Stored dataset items
*** Block opens ***

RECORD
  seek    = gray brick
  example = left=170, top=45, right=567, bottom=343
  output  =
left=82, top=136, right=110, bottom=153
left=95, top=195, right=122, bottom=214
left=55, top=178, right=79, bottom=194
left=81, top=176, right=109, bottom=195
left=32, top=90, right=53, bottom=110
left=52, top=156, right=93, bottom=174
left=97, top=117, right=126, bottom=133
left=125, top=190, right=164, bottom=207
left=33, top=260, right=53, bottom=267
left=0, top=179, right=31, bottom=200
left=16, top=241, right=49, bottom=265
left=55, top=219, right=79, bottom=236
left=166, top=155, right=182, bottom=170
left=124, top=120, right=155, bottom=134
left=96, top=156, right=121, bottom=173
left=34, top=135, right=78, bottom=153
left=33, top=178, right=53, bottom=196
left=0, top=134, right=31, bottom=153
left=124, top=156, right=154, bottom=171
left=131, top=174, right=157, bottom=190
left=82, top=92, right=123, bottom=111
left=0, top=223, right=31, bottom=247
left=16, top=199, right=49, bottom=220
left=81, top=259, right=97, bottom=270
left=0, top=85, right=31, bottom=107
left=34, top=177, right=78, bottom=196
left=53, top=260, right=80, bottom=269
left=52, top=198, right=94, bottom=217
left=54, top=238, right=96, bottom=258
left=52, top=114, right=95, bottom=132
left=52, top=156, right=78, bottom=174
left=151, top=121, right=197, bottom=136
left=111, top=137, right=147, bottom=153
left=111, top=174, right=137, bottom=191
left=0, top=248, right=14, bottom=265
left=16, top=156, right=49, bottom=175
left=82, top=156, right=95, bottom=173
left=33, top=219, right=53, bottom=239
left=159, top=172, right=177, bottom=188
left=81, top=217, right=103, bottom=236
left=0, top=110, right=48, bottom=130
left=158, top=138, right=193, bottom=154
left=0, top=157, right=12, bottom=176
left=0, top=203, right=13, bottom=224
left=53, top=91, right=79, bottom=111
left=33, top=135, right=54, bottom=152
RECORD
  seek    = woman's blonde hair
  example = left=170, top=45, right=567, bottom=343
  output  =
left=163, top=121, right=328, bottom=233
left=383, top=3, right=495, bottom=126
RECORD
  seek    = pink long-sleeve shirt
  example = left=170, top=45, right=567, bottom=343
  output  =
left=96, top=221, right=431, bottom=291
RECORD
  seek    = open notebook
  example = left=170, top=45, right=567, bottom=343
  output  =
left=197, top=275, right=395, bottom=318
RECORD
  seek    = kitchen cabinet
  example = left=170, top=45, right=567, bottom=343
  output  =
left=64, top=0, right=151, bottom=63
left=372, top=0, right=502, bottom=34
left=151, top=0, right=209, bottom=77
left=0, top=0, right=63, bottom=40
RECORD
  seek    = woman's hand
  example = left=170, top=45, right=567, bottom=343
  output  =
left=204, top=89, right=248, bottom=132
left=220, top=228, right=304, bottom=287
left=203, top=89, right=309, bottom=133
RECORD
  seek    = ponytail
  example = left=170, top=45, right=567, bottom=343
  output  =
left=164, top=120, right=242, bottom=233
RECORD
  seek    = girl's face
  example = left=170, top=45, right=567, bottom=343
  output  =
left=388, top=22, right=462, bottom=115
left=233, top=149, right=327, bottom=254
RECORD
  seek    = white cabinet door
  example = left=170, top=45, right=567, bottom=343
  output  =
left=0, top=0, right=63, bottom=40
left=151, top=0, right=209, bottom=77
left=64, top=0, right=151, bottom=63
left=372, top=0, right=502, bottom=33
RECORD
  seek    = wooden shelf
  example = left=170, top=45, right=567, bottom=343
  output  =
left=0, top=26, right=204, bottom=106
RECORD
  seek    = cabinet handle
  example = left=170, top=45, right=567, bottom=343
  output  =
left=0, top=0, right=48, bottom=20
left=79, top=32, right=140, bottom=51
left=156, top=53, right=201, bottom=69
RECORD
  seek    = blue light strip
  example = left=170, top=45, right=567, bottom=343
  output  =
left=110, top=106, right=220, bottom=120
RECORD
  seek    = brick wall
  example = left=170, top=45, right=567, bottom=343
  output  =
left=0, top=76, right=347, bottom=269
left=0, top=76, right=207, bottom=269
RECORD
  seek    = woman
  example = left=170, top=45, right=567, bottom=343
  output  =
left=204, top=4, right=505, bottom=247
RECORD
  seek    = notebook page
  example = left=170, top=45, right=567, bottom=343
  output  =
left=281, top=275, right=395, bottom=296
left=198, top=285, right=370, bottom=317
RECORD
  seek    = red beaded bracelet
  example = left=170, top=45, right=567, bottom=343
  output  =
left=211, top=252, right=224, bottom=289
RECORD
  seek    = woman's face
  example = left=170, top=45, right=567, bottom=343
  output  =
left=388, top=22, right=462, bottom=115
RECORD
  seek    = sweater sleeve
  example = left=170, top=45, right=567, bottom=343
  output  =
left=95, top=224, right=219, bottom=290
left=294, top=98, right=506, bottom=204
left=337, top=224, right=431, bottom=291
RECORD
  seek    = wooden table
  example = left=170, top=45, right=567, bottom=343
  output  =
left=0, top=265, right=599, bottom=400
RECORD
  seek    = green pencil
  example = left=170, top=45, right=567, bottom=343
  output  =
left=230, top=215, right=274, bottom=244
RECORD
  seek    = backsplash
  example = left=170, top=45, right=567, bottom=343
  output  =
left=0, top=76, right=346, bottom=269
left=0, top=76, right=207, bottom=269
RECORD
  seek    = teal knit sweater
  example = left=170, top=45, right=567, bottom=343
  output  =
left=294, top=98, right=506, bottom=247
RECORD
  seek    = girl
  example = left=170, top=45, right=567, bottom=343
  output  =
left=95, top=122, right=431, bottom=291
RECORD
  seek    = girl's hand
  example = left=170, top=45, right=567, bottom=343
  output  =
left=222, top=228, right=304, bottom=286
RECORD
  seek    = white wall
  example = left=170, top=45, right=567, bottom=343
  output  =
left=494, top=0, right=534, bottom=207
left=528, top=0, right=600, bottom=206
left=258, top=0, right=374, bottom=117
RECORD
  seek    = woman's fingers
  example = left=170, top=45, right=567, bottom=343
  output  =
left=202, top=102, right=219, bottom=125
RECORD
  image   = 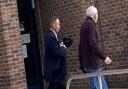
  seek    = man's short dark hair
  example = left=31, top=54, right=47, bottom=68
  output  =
left=49, top=16, right=59, bottom=25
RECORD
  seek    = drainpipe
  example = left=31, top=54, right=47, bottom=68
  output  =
left=35, top=1, right=47, bottom=89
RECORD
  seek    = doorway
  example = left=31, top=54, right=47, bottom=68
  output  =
left=17, top=0, right=44, bottom=89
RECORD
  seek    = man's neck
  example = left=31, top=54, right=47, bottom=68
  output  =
left=50, top=28, right=58, bottom=39
left=50, top=28, right=56, bottom=32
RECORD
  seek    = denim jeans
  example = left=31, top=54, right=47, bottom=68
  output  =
left=86, top=67, right=108, bottom=89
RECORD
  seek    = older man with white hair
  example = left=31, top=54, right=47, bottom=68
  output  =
left=79, top=6, right=112, bottom=89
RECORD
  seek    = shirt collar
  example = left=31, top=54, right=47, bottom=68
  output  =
left=50, top=28, right=58, bottom=39
left=86, top=17, right=96, bottom=24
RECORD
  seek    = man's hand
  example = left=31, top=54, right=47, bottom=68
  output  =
left=105, top=57, right=112, bottom=64
left=79, top=67, right=87, bottom=73
left=60, top=42, right=66, bottom=48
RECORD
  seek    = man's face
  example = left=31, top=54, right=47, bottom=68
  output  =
left=53, top=19, right=60, bottom=33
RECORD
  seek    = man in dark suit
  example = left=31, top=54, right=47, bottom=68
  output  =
left=44, top=16, right=67, bottom=89
left=79, top=6, right=112, bottom=89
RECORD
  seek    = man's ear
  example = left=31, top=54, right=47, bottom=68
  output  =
left=52, top=23, right=55, bottom=27
left=52, top=23, right=55, bottom=30
left=93, top=15, right=97, bottom=23
left=93, top=15, right=96, bottom=20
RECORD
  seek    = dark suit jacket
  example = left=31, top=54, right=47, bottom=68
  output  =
left=44, top=30, right=67, bottom=84
left=79, top=17, right=106, bottom=69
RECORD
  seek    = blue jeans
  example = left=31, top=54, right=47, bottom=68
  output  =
left=86, top=67, right=108, bottom=89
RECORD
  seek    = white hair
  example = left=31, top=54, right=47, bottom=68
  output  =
left=86, top=6, right=98, bottom=17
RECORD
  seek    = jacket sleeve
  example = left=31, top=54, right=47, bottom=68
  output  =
left=46, top=35, right=66, bottom=58
left=88, top=22, right=106, bottom=60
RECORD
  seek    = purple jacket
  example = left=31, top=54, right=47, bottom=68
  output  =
left=79, top=17, right=106, bottom=69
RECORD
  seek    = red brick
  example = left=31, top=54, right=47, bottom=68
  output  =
left=0, top=1, right=27, bottom=89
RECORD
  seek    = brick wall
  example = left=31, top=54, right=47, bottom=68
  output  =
left=0, top=0, right=27, bottom=89
left=37, top=0, right=128, bottom=89
left=97, top=0, right=128, bottom=88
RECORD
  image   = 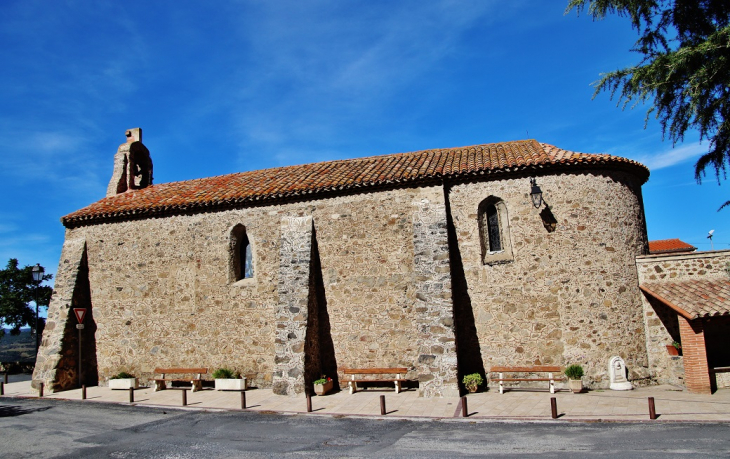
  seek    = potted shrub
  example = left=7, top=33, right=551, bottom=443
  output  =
left=109, top=371, right=139, bottom=390
left=462, top=373, right=484, bottom=393
left=313, top=375, right=333, bottom=395
left=213, top=368, right=247, bottom=391
left=666, top=341, right=682, bottom=356
left=564, top=364, right=584, bottom=393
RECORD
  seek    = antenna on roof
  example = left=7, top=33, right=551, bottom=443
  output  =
left=708, top=229, right=715, bottom=250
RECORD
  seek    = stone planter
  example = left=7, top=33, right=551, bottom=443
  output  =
left=568, top=378, right=583, bottom=394
left=215, top=378, right=247, bottom=391
left=314, top=379, right=333, bottom=396
left=109, top=378, right=138, bottom=390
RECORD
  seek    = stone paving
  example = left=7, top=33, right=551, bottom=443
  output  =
left=2, top=375, right=729, bottom=422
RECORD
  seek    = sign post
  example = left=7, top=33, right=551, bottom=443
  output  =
left=73, top=308, right=86, bottom=387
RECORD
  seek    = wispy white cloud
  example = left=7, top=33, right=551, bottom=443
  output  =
left=635, top=142, right=706, bottom=171
left=225, top=0, right=507, bottom=165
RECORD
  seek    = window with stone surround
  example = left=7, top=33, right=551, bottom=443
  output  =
left=478, top=197, right=513, bottom=265
left=230, top=224, right=254, bottom=282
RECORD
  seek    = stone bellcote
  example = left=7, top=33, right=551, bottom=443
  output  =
left=106, top=128, right=154, bottom=197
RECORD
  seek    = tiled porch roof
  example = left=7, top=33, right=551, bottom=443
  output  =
left=648, top=239, right=697, bottom=255
left=640, top=279, right=730, bottom=320
left=62, top=139, right=649, bottom=227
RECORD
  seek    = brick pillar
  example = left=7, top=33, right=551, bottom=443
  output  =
left=678, top=315, right=712, bottom=394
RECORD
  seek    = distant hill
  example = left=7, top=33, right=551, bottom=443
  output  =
left=0, top=329, right=36, bottom=363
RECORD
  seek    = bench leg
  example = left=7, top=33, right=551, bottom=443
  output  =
left=499, top=373, right=504, bottom=394
left=349, top=381, right=356, bottom=395
left=192, top=380, right=202, bottom=392
left=155, top=381, right=166, bottom=391
left=549, top=373, right=555, bottom=394
left=395, top=381, right=401, bottom=394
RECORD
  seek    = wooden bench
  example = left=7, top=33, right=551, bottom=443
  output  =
left=490, top=366, right=563, bottom=394
left=343, top=368, right=410, bottom=394
left=154, top=368, right=207, bottom=392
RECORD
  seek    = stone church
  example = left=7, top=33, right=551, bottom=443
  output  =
left=33, top=128, right=656, bottom=397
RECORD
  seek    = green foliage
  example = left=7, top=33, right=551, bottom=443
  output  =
left=567, top=1, right=730, bottom=210
left=565, top=364, right=585, bottom=380
left=111, top=371, right=135, bottom=379
left=672, top=340, right=682, bottom=350
left=0, top=259, right=53, bottom=339
left=313, top=375, right=332, bottom=385
left=212, top=368, right=241, bottom=379
left=462, top=373, right=484, bottom=392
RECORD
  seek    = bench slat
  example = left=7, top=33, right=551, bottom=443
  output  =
left=154, top=368, right=208, bottom=374
left=344, top=368, right=408, bottom=375
left=494, top=378, right=557, bottom=382
left=349, top=379, right=408, bottom=383
left=490, top=366, right=562, bottom=373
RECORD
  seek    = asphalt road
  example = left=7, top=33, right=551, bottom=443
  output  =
left=2, top=398, right=730, bottom=458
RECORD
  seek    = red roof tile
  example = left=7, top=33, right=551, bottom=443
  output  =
left=640, top=279, right=730, bottom=319
left=648, top=239, right=697, bottom=255
left=62, top=139, right=649, bottom=227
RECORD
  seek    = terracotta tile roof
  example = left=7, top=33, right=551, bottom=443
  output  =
left=640, top=279, right=730, bottom=319
left=648, top=239, right=697, bottom=255
left=62, top=139, right=649, bottom=227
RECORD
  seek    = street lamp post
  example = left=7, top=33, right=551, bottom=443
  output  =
left=31, top=263, right=44, bottom=356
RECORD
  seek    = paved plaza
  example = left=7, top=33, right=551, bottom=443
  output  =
left=2, top=374, right=729, bottom=423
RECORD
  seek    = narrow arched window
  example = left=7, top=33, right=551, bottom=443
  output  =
left=485, top=204, right=502, bottom=252
left=478, top=197, right=513, bottom=265
left=230, top=224, right=253, bottom=281
left=241, top=233, right=253, bottom=279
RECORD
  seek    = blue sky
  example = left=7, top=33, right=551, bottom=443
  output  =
left=2, top=0, right=728, bottom=286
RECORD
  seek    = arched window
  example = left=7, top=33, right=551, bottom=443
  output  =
left=478, top=197, right=513, bottom=265
left=230, top=224, right=253, bottom=281
left=485, top=203, right=502, bottom=252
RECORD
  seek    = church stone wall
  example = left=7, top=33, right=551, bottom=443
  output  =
left=55, top=185, right=458, bottom=395
left=38, top=167, right=651, bottom=394
left=448, top=170, right=650, bottom=388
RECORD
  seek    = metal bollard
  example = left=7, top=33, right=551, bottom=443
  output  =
left=82, top=385, right=86, bottom=400
left=129, top=387, right=134, bottom=403
left=380, top=395, right=386, bottom=415
left=3, top=372, right=7, bottom=384
left=39, top=382, right=44, bottom=397
left=0, top=381, right=4, bottom=396
left=648, top=397, right=657, bottom=420
left=461, top=396, right=469, bottom=418
left=550, top=397, right=558, bottom=419
left=306, top=394, right=312, bottom=413
left=241, top=391, right=246, bottom=410
left=182, top=389, right=188, bottom=406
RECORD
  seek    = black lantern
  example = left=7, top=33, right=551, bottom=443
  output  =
left=530, top=178, right=543, bottom=208
left=31, top=263, right=44, bottom=282
left=31, top=263, right=44, bottom=355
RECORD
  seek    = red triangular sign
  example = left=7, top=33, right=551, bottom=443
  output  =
left=73, top=308, right=87, bottom=324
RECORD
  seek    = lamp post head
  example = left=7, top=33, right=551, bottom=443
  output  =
left=31, top=263, right=44, bottom=282
left=530, top=178, right=543, bottom=209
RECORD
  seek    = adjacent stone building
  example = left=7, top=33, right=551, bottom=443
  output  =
left=33, top=129, right=654, bottom=396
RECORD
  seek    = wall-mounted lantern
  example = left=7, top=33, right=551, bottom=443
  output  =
left=530, top=178, right=543, bottom=208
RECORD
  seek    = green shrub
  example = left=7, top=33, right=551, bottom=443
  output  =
left=672, top=341, right=682, bottom=350
left=462, top=373, right=483, bottom=392
left=212, top=368, right=240, bottom=379
left=111, top=371, right=135, bottom=379
left=564, top=364, right=584, bottom=380
left=313, top=375, right=332, bottom=385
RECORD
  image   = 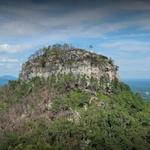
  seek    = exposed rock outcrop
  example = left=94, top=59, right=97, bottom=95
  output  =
left=19, top=45, right=118, bottom=83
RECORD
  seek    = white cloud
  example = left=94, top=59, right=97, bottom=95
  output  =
left=0, top=62, right=20, bottom=76
left=0, top=56, right=21, bottom=76
left=0, top=44, right=32, bottom=53
left=115, top=57, right=150, bottom=79
left=101, top=40, right=150, bottom=53
left=96, top=39, right=150, bottom=79
left=0, top=0, right=150, bottom=78
left=0, top=56, right=19, bottom=63
left=0, top=0, right=150, bottom=40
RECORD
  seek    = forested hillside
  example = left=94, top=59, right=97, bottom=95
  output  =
left=0, top=45, right=150, bottom=150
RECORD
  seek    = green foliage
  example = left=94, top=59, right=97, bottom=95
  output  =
left=112, top=91, right=144, bottom=114
left=51, top=90, right=91, bottom=111
left=0, top=74, right=150, bottom=150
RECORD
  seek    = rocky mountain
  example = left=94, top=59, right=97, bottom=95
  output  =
left=20, top=47, right=117, bottom=81
left=19, top=45, right=118, bottom=93
left=0, top=44, right=150, bottom=150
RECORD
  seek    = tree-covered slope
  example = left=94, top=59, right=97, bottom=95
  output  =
left=0, top=45, right=150, bottom=150
left=0, top=75, right=150, bottom=150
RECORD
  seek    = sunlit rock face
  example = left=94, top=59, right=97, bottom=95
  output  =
left=19, top=46, right=118, bottom=82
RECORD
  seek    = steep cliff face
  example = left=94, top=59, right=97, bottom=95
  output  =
left=19, top=46, right=118, bottom=83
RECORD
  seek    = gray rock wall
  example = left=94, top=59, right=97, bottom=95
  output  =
left=19, top=49, right=118, bottom=82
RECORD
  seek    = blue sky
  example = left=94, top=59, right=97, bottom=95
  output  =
left=0, top=0, right=150, bottom=79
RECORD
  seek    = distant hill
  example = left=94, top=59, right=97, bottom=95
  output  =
left=0, top=75, right=16, bottom=86
left=124, top=79, right=150, bottom=101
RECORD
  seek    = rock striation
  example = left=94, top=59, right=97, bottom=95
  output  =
left=19, top=45, right=118, bottom=83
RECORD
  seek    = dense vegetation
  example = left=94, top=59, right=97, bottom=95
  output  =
left=0, top=44, right=149, bottom=150
left=0, top=74, right=150, bottom=150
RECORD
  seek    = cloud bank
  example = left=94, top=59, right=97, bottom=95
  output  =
left=0, top=0, right=150, bottom=78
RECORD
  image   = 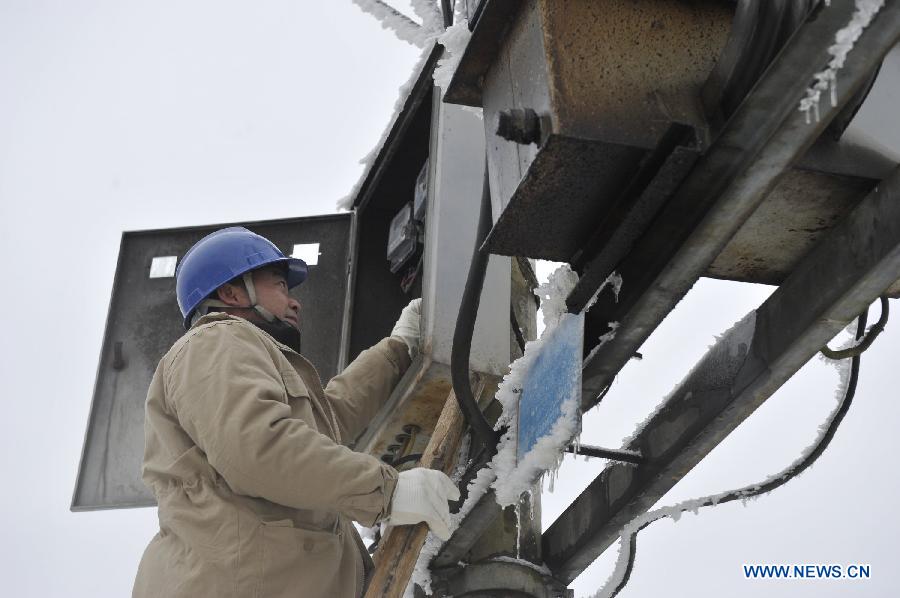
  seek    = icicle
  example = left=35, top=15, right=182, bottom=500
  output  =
left=608, top=272, right=624, bottom=303
left=583, top=271, right=624, bottom=311
left=547, top=453, right=564, bottom=493
left=515, top=501, right=522, bottom=559
left=528, top=489, right=535, bottom=522
left=798, top=0, right=885, bottom=120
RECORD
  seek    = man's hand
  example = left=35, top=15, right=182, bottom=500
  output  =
left=391, top=298, right=422, bottom=359
left=386, top=468, right=460, bottom=541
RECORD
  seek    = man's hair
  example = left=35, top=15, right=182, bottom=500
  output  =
left=223, top=274, right=248, bottom=290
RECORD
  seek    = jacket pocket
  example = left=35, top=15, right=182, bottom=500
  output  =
left=281, top=368, right=334, bottom=437
left=258, top=520, right=342, bottom=597
left=280, top=369, right=309, bottom=399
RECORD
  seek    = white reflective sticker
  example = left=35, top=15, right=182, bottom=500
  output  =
left=149, top=256, right=178, bottom=278
left=291, top=243, right=320, bottom=265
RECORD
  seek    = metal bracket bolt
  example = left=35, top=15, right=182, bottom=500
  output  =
left=497, top=108, right=543, bottom=145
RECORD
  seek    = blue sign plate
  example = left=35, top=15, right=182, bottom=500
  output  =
left=517, top=312, right=584, bottom=463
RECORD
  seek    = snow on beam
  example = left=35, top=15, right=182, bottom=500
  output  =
left=579, top=0, right=900, bottom=412
left=543, top=163, right=900, bottom=584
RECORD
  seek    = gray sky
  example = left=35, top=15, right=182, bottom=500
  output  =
left=1, top=2, right=897, bottom=597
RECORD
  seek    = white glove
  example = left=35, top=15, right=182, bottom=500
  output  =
left=386, top=468, right=460, bottom=541
left=391, top=298, right=422, bottom=358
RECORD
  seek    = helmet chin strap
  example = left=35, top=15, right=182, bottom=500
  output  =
left=193, top=272, right=279, bottom=325
left=233, top=272, right=303, bottom=352
left=240, top=272, right=278, bottom=324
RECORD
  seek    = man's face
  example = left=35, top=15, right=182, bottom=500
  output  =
left=252, top=266, right=302, bottom=330
left=217, top=265, right=302, bottom=330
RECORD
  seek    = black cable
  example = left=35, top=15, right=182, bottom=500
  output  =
left=451, top=157, right=499, bottom=449
left=820, top=297, right=889, bottom=359
left=390, top=453, right=424, bottom=467
left=606, top=300, right=884, bottom=597
left=441, top=0, right=453, bottom=28
left=367, top=529, right=381, bottom=554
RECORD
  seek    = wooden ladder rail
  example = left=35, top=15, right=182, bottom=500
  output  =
left=364, top=389, right=467, bottom=598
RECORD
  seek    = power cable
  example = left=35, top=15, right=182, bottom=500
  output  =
left=602, top=297, right=887, bottom=597
left=820, top=297, right=889, bottom=359
left=441, top=0, right=453, bottom=27
left=450, top=156, right=501, bottom=452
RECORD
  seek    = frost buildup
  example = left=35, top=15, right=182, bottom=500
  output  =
left=433, top=19, right=472, bottom=92
left=582, top=271, right=623, bottom=362
left=534, top=265, right=580, bottom=331
left=798, top=0, right=885, bottom=123
left=406, top=264, right=622, bottom=594
left=350, top=0, right=437, bottom=48
left=411, top=0, right=445, bottom=33
left=491, top=265, right=582, bottom=507
left=339, top=6, right=476, bottom=212
left=335, top=47, right=434, bottom=211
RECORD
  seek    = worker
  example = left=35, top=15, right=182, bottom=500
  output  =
left=133, top=226, right=459, bottom=598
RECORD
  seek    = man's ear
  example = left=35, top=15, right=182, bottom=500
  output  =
left=216, top=282, right=243, bottom=307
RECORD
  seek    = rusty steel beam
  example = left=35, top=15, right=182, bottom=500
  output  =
left=566, top=124, right=700, bottom=313
left=580, top=0, right=900, bottom=411
left=543, top=163, right=900, bottom=584
left=444, top=0, right=523, bottom=107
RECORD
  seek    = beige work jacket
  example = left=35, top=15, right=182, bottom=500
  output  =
left=133, top=313, right=410, bottom=598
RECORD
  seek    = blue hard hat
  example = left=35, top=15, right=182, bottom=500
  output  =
left=175, top=226, right=308, bottom=329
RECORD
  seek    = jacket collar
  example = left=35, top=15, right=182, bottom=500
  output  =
left=192, top=312, right=300, bottom=356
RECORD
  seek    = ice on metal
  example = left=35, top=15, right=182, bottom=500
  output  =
left=799, top=0, right=885, bottom=122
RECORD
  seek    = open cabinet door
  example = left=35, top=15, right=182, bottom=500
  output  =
left=72, top=213, right=355, bottom=511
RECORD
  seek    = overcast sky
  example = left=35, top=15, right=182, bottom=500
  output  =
left=1, top=2, right=897, bottom=597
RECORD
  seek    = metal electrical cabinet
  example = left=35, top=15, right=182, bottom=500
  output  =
left=73, top=216, right=355, bottom=510
left=341, top=47, right=510, bottom=464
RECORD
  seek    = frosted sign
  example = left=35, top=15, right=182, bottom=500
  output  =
left=516, top=312, right=584, bottom=462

*** Block closes ***

### Work instructions
Only one number is needed: please count the lines of the entries above in which the string "brick" occurs.

### Result of the task
5